# To do
Retype every item below word for word, omitting the pictures.

==== Input ====

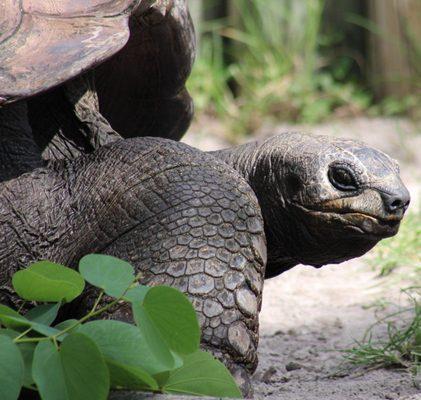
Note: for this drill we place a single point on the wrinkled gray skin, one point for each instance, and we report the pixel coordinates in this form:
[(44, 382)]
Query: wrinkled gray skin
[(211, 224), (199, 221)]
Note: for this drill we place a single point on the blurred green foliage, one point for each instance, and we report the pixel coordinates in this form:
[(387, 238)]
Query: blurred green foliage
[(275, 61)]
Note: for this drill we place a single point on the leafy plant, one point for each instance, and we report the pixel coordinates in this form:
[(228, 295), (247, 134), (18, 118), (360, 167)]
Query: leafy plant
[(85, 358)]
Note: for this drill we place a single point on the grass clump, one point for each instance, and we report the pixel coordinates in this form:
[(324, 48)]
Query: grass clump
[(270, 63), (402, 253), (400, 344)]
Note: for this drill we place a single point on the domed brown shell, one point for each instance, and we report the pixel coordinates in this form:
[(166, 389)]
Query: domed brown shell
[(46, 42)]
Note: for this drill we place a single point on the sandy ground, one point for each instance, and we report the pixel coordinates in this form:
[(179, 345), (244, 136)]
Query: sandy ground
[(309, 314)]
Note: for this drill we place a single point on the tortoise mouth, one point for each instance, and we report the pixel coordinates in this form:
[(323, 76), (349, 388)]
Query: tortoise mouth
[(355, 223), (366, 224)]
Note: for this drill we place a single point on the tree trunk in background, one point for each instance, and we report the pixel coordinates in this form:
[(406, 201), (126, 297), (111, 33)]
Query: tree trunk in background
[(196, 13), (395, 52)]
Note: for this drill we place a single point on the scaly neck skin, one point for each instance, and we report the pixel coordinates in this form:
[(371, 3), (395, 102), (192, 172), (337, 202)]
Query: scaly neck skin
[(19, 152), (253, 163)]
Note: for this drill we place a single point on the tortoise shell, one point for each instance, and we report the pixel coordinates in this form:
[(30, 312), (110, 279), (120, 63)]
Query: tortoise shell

====

# The output
Note: for this drill we place a single point on the wrinkled gray skin, one point for each instance, and we report the pixel coordinates in this form:
[(44, 382)]
Query: wrinkled gray skin
[(211, 224), (199, 221)]
Note: for this drill we place a single point on the blurred green foliage, one point for each instance, and we report the pixel coordinates in this form:
[(387, 238)]
Query: blurred green foliage
[(275, 61)]
Note: for this drill we place a single point on the leafy plant, one point for each instance, and we report the pixel coordinates in this form:
[(228, 295), (247, 134), (18, 118), (360, 167)]
Query: leafy plant
[(85, 358)]
Note: for this drill we place a single point on the grass clump, one point for each instance, and we report the pixel coordinates in this form:
[(324, 48)]
Query: grass clump
[(270, 63), (402, 253), (400, 344)]
Note: for this drill we place a single point on the domed brown shell, one point for each instance, and we report the pixel coordinates in this form:
[(166, 389)]
Query: domed brown shell
[(46, 42)]
Note: for this drill we place a single point on the sandy ground, one point for each instance, and we report the pixel coordinates in this form:
[(179, 345), (244, 136)]
Query: sandy ground
[(309, 314)]
Note: for this drill we place a single point on the tortoise mouth, one point for each instance, and we report the pixel coordinates in this form:
[(323, 76), (349, 388)]
Query: tortoise mouth
[(355, 223), (366, 224)]
Note: for this drill we place a single point on the tree trunk in background, one point for each instance, and we report the pixel coordinates in this form:
[(406, 201), (126, 297), (111, 33)]
Query: tree trunk in background
[(196, 13), (395, 52)]
Note: for this drill we place a single point on the scaly neck skin, one point for each instance, and we report the pixel coordinates in this form:
[(371, 3), (395, 102), (192, 172), (337, 202)]
Query: scaly neck skin
[(19, 152), (253, 163)]
Note: for this drill we place a single point on the tortoise shell, one point for each instance, and we report the pixel coordinates in this form:
[(30, 312), (110, 279), (120, 63)]
Query: tortoise shell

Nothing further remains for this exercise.